## [To be done]
Count the lines in the entries below that contain the string "like", treating uppercase and lowercase as different, and reply with only that number.

Location identification entries
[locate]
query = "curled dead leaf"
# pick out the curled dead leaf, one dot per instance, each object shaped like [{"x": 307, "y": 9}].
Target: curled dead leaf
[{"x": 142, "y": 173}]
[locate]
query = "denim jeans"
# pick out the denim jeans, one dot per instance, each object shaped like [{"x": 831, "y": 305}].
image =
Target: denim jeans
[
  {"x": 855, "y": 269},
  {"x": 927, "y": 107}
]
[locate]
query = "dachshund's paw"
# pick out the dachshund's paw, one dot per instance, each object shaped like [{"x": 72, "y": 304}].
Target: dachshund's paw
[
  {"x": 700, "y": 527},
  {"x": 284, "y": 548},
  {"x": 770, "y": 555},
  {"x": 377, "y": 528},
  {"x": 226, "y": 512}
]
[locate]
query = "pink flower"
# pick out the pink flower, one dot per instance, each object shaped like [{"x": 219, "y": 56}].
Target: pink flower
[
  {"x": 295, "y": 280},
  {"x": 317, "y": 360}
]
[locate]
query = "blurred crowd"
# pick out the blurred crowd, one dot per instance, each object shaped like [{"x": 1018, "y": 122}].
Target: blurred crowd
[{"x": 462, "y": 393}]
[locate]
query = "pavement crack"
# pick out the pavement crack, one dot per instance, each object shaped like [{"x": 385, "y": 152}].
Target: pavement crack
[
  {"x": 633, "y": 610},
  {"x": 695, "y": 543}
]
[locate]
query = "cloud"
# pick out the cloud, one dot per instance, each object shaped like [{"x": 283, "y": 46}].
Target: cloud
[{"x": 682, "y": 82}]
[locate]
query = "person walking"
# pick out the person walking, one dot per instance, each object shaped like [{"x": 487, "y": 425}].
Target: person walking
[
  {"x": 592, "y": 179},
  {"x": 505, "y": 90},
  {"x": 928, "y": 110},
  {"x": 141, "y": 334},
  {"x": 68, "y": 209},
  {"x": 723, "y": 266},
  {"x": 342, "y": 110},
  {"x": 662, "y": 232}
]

## [Written response]
8